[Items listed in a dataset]
------------

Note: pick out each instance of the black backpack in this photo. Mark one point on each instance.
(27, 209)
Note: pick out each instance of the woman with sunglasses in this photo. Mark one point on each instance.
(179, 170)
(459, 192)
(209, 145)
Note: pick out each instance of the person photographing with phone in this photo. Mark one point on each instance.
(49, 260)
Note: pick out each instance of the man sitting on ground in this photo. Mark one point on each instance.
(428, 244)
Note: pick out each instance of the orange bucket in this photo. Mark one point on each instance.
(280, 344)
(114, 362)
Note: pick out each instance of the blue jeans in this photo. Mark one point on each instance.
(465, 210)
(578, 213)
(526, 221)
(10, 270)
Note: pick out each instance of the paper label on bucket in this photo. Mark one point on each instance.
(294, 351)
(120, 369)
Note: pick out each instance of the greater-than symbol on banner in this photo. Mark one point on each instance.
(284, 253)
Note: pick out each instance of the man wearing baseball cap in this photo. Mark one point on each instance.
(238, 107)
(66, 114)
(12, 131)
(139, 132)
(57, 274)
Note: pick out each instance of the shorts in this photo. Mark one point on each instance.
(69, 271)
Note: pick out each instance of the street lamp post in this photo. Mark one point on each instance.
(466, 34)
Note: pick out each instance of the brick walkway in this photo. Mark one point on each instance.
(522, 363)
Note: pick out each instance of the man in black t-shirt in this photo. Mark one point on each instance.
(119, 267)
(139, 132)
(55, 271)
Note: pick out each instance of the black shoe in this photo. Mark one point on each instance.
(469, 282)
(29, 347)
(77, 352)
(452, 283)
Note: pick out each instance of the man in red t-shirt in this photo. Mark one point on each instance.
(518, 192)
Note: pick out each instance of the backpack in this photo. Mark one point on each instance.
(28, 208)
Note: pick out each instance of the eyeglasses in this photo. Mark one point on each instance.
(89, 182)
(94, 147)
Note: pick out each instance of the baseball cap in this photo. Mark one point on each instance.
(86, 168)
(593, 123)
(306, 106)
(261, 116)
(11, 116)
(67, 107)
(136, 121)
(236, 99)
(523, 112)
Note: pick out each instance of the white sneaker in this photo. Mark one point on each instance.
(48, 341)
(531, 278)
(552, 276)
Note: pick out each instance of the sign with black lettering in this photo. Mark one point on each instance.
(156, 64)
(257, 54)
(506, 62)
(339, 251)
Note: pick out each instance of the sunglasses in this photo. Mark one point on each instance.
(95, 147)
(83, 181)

------------

EXERCISE GOAL: Extract exactly the lines between the line containing "Note: pick out each instance of the street" and the end of the data, including both.

RESPONSE TO THE EXERCISE:
Note: pick out each instance of the street lamp post in this photo. Mark one point on each instance.
(466, 34)
Note: pick out each instance of the brick walkway in this photo. Mark one point on each instance.
(522, 363)
Note: pick out each instance of the man in black t-shirt in this photo. Mark one point on each instance.
(119, 267)
(139, 132)
(55, 271)
Note: pick out each instance of the black shoe in this photo. Mark one point on each instance.
(469, 282)
(29, 347)
(77, 352)
(452, 283)
Note: pick out each instance of the man in red t-shirt in this photo. Mark one point on each instance.
(518, 192)
Note: pick out each instance of the backpack in this photo. Mark one point on each instance.
(28, 208)
Note: pick out each instance of the eyeglasses in this photo. Mark one point on each instance.
(89, 182)
(94, 147)
Note: pick out each instance of the baseball cap in this photo. Mark one point on each instance.
(86, 168)
(593, 123)
(306, 106)
(261, 116)
(11, 116)
(67, 107)
(136, 121)
(236, 99)
(523, 112)
Note: pick out each instance of the white sneaker in this photo. Mark one point on each instance.
(48, 341)
(531, 278)
(552, 276)
Note: pick out each instance of the sign with black lettering in this photo. Mark one point on each instance.
(156, 64)
(257, 54)
(506, 62)
(339, 251)
Note: pick out each instance of the sunglasses in this photo. Mark one point on each instance.
(95, 147)
(83, 181)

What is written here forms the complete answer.